WHAT IS ASKED>
Please count the lines in the entries below that contain the string "building", and reply with the number alone.

Excerpts from point annotation data
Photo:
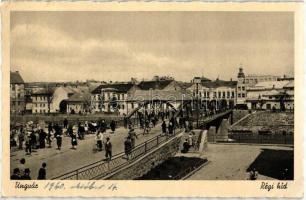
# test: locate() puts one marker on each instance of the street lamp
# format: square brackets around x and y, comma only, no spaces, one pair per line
[197,81]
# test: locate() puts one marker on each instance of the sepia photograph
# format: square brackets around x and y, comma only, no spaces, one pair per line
[137,95]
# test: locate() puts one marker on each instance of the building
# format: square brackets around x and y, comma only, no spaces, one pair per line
[247,83]
[241,89]
[41,100]
[60,95]
[111,97]
[201,79]
[215,94]
[252,79]
[277,95]
[78,103]
[17,93]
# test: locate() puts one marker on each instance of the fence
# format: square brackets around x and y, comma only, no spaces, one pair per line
[262,139]
[102,168]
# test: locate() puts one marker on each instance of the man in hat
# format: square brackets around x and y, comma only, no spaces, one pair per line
[108,149]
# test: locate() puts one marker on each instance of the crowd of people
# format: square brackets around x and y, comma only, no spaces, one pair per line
[34,136]
[22,172]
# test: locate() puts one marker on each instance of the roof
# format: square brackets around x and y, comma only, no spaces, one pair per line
[78,97]
[270,84]
[289,85]
[219,83]
[183,85]
[161,84]
[43,91]
[16,78]
[120,87]
[161,95]
[203,79]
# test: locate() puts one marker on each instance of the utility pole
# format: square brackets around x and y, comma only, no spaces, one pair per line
[197,81]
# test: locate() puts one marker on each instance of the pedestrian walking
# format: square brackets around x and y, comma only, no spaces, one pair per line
[42,139]
[133,136]
[58,136]
[170,128]
[21,138]
[190,139]
[33,141]
[22,166]
[73,136]
[164,127]
[28,144]
[108,149]
[42,172]
[81,131]
[16,174]
[128,147]
[99,139]
[185,146]
[65,123]
[49,136]
[26,175]
[113,126]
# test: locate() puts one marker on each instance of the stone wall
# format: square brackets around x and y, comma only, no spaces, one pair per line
[239,114]
[144,164]
[265,120]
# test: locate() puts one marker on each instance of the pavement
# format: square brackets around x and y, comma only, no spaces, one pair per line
[230,161]
[65,160]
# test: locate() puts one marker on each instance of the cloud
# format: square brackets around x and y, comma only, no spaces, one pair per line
[43,53]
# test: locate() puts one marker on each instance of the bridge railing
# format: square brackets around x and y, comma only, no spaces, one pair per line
[102,168]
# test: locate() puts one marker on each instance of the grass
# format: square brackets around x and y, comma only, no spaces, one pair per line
[174,168]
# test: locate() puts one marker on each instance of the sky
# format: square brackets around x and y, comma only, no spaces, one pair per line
[79,45]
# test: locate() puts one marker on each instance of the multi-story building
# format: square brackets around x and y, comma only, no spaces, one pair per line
[17,92]
[241,89]
[252,79]
[111,97]
[271,95]
[215,94]
[78,103]
[41,101]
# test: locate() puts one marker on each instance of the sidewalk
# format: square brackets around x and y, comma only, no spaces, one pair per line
[60,162]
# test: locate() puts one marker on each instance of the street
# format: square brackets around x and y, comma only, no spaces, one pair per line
[67,159]
[231,161]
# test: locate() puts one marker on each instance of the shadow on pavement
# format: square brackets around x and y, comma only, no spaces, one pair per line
[273,163]
[173,169]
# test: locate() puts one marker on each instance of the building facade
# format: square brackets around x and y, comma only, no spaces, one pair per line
[276,95]
[17,93]
[215,94]
[111,98]
[41,101]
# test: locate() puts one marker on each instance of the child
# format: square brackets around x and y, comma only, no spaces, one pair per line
[16,174]
[42,172]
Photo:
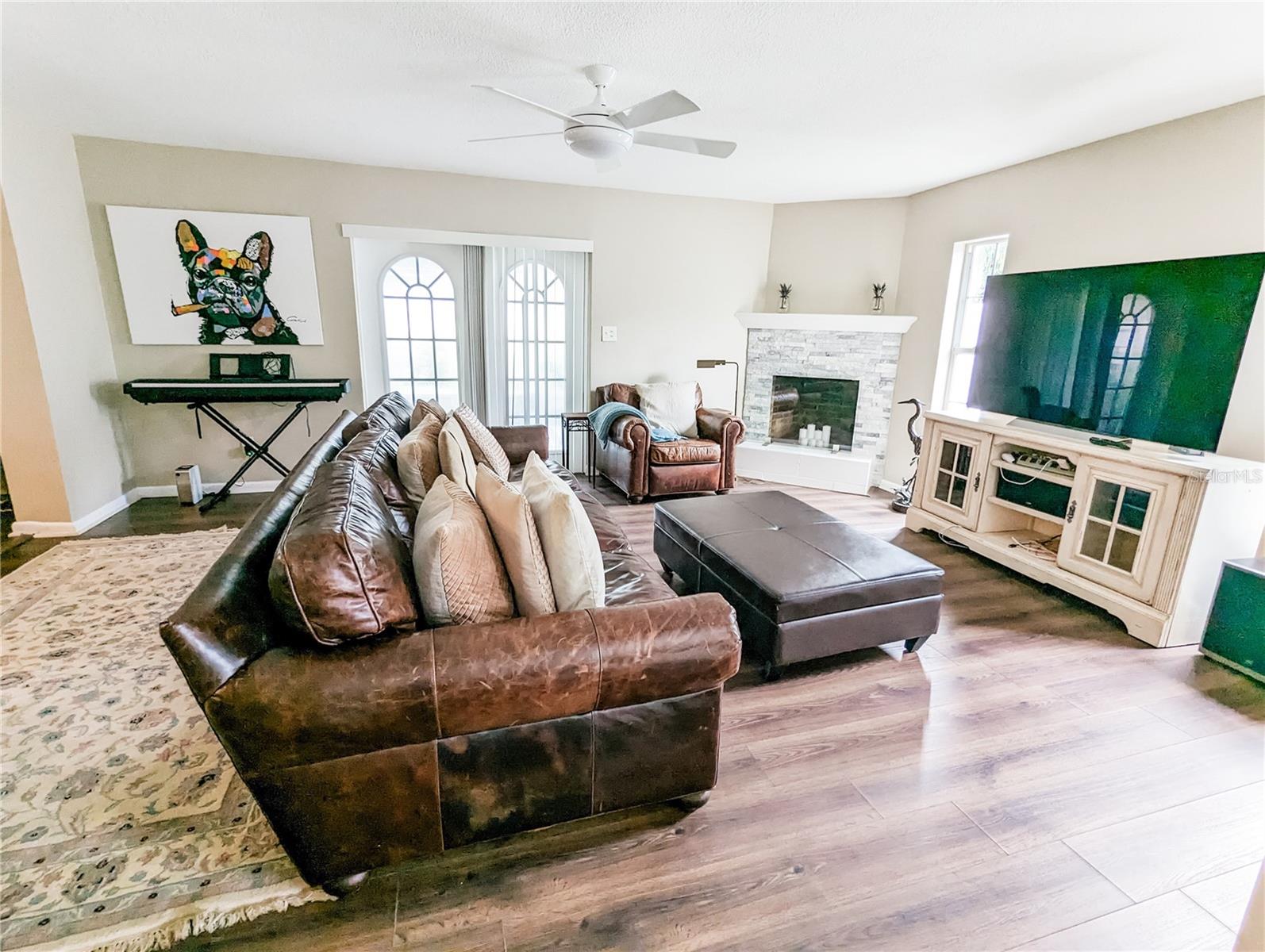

RESULT OF THE EXERCISE>
3